» Task directions
Search the material below for lines containing the string "cherry", and copy every one you find.
-------------------------
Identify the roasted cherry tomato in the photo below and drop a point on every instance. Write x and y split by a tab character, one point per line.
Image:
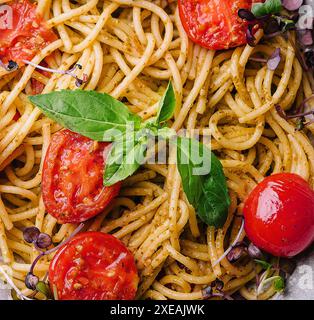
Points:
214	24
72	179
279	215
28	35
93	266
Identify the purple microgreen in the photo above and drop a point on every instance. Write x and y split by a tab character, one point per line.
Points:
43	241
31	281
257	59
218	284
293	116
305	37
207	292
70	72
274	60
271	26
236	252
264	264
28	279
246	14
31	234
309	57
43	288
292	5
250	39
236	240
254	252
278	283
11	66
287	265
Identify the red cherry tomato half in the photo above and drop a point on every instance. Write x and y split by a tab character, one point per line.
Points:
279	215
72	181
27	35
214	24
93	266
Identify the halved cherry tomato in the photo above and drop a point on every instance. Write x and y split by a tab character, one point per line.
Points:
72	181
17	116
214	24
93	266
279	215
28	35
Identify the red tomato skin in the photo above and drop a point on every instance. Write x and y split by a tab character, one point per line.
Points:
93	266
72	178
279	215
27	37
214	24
-------------------------
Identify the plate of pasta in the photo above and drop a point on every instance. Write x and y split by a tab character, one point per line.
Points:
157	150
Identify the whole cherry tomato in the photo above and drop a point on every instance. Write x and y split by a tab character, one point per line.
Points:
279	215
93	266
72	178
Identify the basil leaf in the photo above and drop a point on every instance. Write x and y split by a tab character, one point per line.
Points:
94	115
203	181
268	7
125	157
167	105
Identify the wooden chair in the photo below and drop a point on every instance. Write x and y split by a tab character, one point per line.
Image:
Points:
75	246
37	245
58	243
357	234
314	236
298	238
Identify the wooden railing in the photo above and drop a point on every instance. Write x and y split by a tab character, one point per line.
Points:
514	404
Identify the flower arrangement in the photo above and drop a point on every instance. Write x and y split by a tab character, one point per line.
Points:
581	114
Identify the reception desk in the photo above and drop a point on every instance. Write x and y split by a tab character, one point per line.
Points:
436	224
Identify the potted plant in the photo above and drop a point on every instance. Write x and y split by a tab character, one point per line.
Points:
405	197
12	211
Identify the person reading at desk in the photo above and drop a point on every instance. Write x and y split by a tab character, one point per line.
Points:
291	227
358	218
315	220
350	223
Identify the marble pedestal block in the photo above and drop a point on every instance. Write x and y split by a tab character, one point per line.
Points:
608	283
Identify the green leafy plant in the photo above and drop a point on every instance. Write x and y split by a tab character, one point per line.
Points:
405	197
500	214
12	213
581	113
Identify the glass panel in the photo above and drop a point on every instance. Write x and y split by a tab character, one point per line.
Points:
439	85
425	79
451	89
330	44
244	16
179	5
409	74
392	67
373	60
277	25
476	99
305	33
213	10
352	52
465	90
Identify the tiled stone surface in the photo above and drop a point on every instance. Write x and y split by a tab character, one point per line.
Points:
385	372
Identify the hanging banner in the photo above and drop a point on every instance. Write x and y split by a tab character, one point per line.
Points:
-------------------------
» Task solution
Identify the roasted cherry tomato in the photo below and drop a point on every instance. Write x and y split by a tab character, one point per line.
Identify the red cherry tomato half in the photo above and drop a point on every instance. Write x and y split by a tab character, one point per line.
Identify the halved cherry tomato in the photo above and drop a point on every instance. Write x and y split by a tab character, one point per line.
Identify the whole cherry tomato in the photo above and drop a point on every instance. Write x and y split by a tab character, one point per line.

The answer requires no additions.